节选 ->
题解 树上排列
并不会做
原题在这里
- 对于两个无序序列是否相等的判断:可以用无序hash
Code:
#include <bits/stdc++.h>
using namespace std;
#define INF 0x3f3f3f3f
#define N 500010
#define ll long long
#define ull unsigned long long
//#define int long long
char buf[1<<21], *p1=buf, *p2=buf;
#define getchar() (p1==p2&&(p2=(p1=buf)+fread(buf, 1, 1<<21, stdin)), p1==p2?EOF:*p1++)
inline int read() {
int ans=0, f=1; char c=getchar();
while (!isdigit(c)) {if (c=='-') f=-f; c=getchar();}
while (isdigit(c)) {ans=(ans<<3)+(ans<<1)+(c^48); c=getchar();}
return ans*f;
}
int n, q;
int a[N];
int head[N], size;
ull pw[N], pre[N];
const ull base=1e9+7;
struct edge{int to, next;}e[N<<1];
inline void add(int s, int t) {e[++size].to=t; e[size].next=head[s]; head[s]=size;}
namespace force{
int sta[N], cnt[N], top;
int dfs(int u, int fa, int to) {
if (u==to) {sta[++top]=a[u]; return 1;}
for (int i=head[u],v; ~i; i=e[i].next) {
v = e[i].to;
if (v!=fa) {
int t=dfs(v, u, to);
if (t) {sta[++top]=a[u]; return 1;}
}
}
return 0;
}
void solve() {
for (int i=1,x,y; i<=q; ++i) {
if (read()&1) {
x=read(); y=read(); top=0;
dfs(x, 0, y);
for (int i=1; i<=top; ++i) cnt[i]=0;
for (int i=1; i<=top; ++i) ++cnt[sta[i]];
for (int i=1; i<=top; ++i) if (cnt[i]!=1) {puts("No"); goto jump;}
puts("Yes");
jump: ;
}
else {
x=read(); y=read();
a[x]=y;
}
}
exit(0);
}
}
namespace task{
int top[N], dep[N], siz[N], msiz[N], mson[N], id[N], rk[N], back[N], tot;
int tl[N<<2], tr[N<<2];
ull sum[N<<2];
#define tl(p) tl[p]
#define tr(p) tr[p]
#define sum(p) sum[p]
#define pushup(p) sum(p)=sum(p<<1)+sum(p<<1|1)

简短任务 1 -> 请在记录中从包含“query (the noun phrase to segment): weed”的那一行开始，到记录末尾为止，把其间各行逐行重新写出，并将答案里的每个坐标数值平移 -22。

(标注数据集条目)
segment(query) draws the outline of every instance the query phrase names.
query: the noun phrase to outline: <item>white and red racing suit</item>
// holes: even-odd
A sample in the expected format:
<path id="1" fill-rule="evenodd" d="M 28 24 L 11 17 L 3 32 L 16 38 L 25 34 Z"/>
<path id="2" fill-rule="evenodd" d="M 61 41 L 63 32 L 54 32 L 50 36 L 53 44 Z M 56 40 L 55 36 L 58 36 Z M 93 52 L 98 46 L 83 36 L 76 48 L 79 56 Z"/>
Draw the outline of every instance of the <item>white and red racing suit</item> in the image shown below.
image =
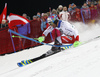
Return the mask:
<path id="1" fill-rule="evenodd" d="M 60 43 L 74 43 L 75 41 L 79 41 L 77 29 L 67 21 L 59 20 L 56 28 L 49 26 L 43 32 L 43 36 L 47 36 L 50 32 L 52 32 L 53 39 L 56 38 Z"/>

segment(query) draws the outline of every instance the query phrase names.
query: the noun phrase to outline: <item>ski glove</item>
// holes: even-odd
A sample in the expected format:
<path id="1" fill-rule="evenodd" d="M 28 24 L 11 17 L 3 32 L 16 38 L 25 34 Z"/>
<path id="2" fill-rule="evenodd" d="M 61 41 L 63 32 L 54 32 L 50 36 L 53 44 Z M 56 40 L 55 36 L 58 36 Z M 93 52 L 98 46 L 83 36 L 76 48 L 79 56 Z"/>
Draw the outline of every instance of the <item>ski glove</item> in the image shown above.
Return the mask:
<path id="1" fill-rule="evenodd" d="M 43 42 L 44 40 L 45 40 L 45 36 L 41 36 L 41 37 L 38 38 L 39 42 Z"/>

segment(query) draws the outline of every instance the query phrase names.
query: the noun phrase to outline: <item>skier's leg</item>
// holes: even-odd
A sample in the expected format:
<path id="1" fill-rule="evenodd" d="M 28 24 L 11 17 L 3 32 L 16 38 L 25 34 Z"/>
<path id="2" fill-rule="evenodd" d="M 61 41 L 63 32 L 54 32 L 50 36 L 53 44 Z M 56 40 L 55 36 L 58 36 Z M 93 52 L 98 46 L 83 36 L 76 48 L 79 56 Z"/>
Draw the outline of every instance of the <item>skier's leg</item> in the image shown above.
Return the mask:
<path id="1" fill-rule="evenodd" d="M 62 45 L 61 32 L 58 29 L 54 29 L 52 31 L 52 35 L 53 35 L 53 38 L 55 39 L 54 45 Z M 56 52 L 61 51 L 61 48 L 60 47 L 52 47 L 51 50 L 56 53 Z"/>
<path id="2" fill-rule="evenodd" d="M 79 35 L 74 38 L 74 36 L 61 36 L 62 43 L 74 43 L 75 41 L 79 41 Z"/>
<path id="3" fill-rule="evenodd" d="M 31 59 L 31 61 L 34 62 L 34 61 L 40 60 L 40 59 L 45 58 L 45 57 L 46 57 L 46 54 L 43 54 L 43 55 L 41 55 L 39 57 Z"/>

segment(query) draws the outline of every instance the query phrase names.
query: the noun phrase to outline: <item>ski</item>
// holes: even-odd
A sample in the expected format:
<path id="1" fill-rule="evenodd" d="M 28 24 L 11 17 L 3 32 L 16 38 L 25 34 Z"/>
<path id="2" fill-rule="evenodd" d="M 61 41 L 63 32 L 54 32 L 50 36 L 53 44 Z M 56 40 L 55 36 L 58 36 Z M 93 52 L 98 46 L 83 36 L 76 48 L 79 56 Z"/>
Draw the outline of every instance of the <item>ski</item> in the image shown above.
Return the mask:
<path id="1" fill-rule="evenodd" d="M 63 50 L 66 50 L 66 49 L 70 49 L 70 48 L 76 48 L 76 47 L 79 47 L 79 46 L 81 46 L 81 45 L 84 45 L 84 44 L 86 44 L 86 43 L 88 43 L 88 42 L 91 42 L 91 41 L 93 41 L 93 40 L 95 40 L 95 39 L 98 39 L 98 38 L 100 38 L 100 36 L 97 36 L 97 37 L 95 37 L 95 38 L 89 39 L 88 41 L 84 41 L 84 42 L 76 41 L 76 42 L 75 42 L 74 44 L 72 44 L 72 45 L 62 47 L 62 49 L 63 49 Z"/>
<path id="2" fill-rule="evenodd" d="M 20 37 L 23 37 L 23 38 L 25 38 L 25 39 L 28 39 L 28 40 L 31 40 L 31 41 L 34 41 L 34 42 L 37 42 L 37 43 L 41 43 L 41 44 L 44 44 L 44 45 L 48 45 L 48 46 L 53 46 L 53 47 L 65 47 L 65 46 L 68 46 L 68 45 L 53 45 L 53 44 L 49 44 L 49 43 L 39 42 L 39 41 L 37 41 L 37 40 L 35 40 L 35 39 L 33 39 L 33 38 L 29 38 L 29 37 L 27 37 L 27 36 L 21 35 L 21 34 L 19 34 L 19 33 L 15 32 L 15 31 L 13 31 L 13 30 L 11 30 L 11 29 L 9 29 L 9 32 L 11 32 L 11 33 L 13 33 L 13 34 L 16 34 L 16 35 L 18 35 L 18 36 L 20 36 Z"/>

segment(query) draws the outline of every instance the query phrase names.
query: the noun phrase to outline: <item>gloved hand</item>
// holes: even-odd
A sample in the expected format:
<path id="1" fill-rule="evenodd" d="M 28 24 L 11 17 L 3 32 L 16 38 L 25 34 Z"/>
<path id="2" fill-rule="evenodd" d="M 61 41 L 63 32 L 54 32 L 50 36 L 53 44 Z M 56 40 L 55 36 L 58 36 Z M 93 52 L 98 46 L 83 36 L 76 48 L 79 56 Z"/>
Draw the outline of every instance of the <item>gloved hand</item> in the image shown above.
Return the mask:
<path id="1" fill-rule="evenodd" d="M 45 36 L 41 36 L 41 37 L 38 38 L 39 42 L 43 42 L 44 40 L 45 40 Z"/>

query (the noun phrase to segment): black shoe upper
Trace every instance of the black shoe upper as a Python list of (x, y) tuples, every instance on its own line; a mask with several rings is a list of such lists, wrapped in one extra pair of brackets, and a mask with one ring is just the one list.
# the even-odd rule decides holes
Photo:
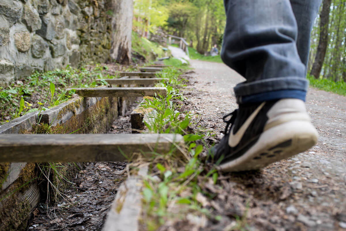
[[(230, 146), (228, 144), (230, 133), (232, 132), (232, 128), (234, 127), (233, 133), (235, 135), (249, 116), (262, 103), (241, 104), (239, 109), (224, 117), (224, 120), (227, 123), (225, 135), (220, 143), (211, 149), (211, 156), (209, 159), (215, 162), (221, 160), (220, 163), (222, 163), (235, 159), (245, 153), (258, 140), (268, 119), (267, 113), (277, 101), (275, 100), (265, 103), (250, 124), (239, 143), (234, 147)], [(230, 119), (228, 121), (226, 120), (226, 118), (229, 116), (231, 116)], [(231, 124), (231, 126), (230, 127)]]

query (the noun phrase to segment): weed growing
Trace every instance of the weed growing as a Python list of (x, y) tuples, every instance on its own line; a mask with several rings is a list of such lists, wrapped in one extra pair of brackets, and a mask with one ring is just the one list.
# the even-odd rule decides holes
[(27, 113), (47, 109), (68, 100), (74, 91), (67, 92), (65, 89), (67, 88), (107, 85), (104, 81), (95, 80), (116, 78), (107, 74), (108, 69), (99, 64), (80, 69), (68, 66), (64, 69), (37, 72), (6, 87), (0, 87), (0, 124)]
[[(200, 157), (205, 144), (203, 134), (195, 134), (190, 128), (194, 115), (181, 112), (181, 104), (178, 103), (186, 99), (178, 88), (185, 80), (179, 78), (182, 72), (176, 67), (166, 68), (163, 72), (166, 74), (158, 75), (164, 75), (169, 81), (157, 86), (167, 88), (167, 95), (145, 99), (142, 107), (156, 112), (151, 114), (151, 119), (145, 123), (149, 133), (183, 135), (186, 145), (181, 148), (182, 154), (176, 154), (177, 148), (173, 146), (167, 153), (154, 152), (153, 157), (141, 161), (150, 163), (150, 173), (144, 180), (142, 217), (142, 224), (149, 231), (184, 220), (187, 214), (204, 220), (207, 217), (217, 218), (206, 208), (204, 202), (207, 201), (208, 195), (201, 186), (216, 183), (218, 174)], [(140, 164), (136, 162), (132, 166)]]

简短任务 2 -> 请把题解中的句子“对于两个无序序列是否相等的判断:可以用无序hash”译成英文。

参考答案 1 ->
query (the noun phrase to segment): weed growing
Trace every instance of the weed growing as a Python list of (x, y) tuples, every instance on its own line; a mask with several rings is a list of such lists, wrapped in one extra pair of brackets, and a mask with one ring is just the one list.
# the even-odd rule decides holes
[(5, 91), (25, 87), (46, 78), (52, 69), (45, 70), (43, 67), (45, 66), (85, 63), (82, 59), (73, 58), (94, 56), (85, 52), (86, 47), (77, 42), (58, 47), (46, 44), (42, 47), (15, 50), (-16, 65), (-22, 65), (-22, 102)]
[[(178, 135), (183, 122), (181, 112), (173, 112), (168, 106), (172, 93), (159, 90), (159, 82), (156, 81), (164, 77), (156, 66), (163, 58), (157, 56), (160, 50), (154, 45), (144, 46), (141, 50), (144, 52), (136, 53), (142, 53), (147, 59), (135, 64), (145, 66), (145, 73), (123, 77), (120, 85), (134, 90), (129, 92), (129, 97), (123, 101), (127, 111), (161, 113), (164, 123), (159, 126), (160, 132), (154, 132), (155, 126), (151, 124), (145, 131), (132, 130), (131, 135), (119, 139), (128, 141), (128, 151), (122, 158), (120, 195), (120, 202), (127, 209), (162, 198), (165, 192), (182, 198), (185, 195), (195, 196), (184, 186), (182, 180), (185, 179), (186, 173), (179, 164), (194, 161), (196, 152)], [(118, 142), (114, 140), (110, 144)]]

参考答案 2 -> To determine whether two unordered sequences are equal, an unordered hash can be used.